## What is being asked
Leave the pictures aside and copy all the data exactly.

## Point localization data
· · · · · · ·
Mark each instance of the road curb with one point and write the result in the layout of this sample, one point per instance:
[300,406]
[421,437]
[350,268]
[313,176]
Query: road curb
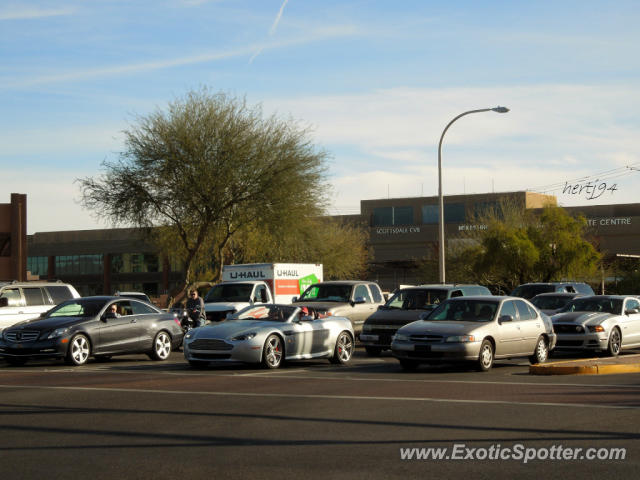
[565,368]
· · · · · · ·
## Answer area
Mark each instance of the road curb with one point and write the result in the layout of this sample, one point per instance:
[300,406]
[421,437]
[350,268]
[313,176]
Query: road curb
[565,368]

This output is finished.